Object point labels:
++++

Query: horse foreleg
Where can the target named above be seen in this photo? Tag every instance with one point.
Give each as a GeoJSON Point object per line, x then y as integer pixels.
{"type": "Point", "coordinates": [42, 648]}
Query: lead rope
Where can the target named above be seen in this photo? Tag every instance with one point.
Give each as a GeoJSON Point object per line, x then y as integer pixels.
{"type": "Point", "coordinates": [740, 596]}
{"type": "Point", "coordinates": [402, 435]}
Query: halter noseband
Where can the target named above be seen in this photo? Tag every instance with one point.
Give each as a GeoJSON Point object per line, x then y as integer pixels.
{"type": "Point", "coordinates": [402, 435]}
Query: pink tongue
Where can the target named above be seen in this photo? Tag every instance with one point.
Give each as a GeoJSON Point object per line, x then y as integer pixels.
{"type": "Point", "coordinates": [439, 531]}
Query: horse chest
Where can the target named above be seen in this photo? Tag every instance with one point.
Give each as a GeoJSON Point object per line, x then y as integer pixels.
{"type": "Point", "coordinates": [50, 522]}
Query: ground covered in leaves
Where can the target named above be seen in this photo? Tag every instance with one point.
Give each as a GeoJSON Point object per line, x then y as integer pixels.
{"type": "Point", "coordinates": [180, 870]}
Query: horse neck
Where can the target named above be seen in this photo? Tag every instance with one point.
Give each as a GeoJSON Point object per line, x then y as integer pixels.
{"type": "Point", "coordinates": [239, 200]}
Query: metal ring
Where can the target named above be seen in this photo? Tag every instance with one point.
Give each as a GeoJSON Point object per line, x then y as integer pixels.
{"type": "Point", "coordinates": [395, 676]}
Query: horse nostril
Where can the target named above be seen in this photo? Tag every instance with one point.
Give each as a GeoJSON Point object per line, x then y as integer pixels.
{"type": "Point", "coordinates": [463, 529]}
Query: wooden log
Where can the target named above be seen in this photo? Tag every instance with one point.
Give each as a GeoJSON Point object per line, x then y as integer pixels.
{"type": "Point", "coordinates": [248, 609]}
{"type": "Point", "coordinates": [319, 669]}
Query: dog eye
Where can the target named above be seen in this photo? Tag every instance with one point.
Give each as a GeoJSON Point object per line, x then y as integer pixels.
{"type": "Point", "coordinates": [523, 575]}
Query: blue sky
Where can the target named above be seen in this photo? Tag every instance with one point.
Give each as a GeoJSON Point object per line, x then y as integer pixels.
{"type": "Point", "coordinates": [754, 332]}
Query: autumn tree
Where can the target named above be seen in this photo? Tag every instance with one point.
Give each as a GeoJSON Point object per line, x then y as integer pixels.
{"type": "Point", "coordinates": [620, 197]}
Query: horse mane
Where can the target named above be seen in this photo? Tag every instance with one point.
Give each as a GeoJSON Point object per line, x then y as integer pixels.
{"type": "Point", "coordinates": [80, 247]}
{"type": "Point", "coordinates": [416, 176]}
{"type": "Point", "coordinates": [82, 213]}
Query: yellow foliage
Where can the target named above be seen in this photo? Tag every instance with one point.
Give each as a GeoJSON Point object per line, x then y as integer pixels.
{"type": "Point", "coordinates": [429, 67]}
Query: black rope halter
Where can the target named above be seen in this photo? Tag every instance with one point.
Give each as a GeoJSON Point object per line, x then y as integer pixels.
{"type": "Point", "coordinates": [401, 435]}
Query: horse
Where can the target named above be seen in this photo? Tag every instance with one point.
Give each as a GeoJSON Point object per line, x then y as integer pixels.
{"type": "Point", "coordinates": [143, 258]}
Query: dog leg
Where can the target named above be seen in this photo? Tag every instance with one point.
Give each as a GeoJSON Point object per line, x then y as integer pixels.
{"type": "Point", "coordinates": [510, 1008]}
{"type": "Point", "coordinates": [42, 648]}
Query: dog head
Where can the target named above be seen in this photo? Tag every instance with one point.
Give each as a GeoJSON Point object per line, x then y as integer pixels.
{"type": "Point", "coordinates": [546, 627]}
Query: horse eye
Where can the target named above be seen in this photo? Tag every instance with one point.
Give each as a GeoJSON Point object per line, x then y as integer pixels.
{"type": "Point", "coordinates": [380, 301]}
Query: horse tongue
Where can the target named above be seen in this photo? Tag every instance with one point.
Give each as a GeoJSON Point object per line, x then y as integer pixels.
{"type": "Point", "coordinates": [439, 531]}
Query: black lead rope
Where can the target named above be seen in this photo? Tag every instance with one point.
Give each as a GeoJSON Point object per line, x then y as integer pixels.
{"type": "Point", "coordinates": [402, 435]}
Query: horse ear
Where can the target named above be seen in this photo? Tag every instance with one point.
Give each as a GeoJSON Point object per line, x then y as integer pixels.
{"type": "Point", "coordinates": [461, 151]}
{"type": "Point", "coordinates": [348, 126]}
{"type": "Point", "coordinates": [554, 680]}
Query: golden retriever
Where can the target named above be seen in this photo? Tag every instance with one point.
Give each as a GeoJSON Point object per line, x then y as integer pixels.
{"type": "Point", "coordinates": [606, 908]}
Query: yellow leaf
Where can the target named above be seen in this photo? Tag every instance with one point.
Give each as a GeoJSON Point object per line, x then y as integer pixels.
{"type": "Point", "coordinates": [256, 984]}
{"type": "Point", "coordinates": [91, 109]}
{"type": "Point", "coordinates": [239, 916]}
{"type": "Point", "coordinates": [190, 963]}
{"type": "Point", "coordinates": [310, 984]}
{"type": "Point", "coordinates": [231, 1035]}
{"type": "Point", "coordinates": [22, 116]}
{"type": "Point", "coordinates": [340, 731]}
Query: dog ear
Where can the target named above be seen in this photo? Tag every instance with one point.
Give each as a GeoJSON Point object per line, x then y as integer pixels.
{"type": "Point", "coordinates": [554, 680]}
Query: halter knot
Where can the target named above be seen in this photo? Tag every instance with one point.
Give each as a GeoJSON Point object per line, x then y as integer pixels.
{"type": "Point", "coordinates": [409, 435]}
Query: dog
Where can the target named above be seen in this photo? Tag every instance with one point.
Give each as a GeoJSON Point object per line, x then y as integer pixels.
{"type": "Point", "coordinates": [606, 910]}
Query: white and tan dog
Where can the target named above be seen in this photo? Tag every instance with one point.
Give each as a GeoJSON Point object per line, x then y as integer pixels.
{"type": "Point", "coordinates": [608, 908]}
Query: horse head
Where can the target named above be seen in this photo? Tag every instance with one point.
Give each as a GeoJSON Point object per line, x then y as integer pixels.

++++

Write out only what runs from the line holding "Query: golden retriever" through the last line of the records, exactly as shown.

### Task output:
Query: golden retriever
Where can the target named above be seen in this photo? Tag every instance with one point.
Give each as a GeoJSON Point object per line, x then y as integer pixels.
{"type": "Point", "coordinates": [606, 908]}
Query: yellow leaf
Where can the target named above be seen in this photo? Tag every instance with one point.
Give each as a GeoJSON Point object per line, x then y as integer pixels.
{"type": "Point", "coordinates": [256, 984]}
{"type": "Point", "coordinates": [91, 109]}
{"type": "Point", "coordinates": [239, 916]}
{"type": "Point", "coordinates": [190, 963]}
{"type": "Point", "coordinates": [310, 984]}
{"type": "Point", "coordinates": [231, 1035]}
{"type": "Point", "coordinates": [22, 116]}
{"type": "Point", "coordinates": [340, 731]}
Query: dog ear
Where can the target named above be seen in this photo? Tag every instance with one point.
Give each as a GeoJSON Point object per line, x then y as integer pixels.
{"type": "Point", "coordinates": [554, 680]}
Query: halter knot
Where can the target named above be seen in this photo? Tag every instance with one point.
Give each as a GeoJSON Point object per line, x then y as integer pixels.
{"type": "Point", "coordinates": [409, 435]}
Query: dog
Where can the target named above be seen in this photo? Tag every instance with one point.
Give each as a GeoJSON Point object per line, x then y as integer pixels.
{"type": "Point", "coordinates": [606, 910]}
Query: white and tan dog
Where can the target named above be seen in this photo? Tag every instance with one point.
Give each as a GeoJSON Point object per line, x then y as integer pixels.
{"type": "Point", "coordinates": [608, 908]}
Query: horse head
Where can the target named above be seen in this photo? Tag every instance with one point.
Give each as a GeoJSON Point object per line, x then y as integer pixels.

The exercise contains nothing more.